▶ WHAT IS EXPECTED:
Convert the lines from the one containing "# test: pin the antenna, one" up to and including the one containing "point(9, 86)" into a Markdown table with the columns Row and Line. Number each line in Row, and leave out any blank lines.

▶ RECORDS FOR THIS EXERCISE:
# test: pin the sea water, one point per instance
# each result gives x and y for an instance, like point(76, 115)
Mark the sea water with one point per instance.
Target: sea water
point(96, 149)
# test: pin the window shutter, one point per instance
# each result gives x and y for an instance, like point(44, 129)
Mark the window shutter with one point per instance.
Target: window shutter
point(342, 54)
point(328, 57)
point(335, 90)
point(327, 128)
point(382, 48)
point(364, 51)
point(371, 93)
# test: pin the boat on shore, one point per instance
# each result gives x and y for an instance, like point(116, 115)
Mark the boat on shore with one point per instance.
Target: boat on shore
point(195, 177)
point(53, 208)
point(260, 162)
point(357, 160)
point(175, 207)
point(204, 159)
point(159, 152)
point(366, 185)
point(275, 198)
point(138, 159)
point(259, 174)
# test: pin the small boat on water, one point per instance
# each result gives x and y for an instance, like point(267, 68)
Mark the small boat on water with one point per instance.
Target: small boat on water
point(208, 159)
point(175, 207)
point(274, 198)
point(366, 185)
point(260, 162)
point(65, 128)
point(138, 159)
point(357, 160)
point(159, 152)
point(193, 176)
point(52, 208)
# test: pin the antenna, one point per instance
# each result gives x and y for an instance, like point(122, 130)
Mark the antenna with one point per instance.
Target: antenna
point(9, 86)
==
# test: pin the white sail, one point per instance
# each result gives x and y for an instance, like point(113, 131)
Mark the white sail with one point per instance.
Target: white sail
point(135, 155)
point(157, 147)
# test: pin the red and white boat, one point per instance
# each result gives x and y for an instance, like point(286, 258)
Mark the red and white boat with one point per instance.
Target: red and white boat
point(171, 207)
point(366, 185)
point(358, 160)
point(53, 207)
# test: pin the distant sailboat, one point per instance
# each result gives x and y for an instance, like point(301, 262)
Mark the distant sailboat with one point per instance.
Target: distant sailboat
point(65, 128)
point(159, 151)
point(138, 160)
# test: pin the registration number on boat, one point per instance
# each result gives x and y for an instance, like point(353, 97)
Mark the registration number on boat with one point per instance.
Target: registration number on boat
==
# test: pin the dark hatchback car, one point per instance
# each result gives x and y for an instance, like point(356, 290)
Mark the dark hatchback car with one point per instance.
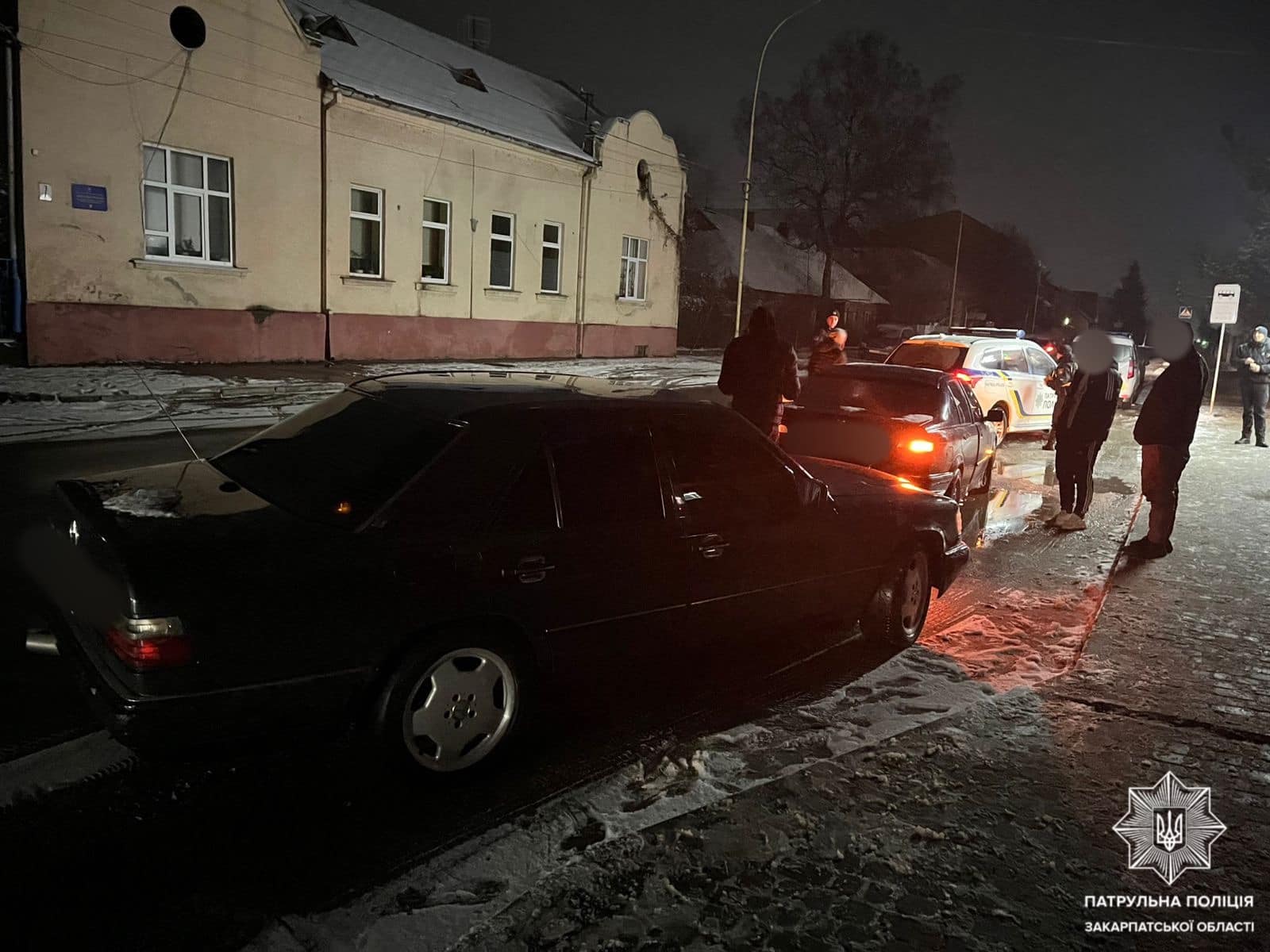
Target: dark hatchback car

▶ ANSWER TO THE EXERCISE:
| Row | Line |
|---|---|
| 1 | # test: pin the antenna, one point per instance |
| 2 | # each result gives x and y for an instance, like point(122, 130) |
| 3 | Mark the antenna with one point per instance. |
| 4 | Target: antenna |
| 5 | point(9, 86) |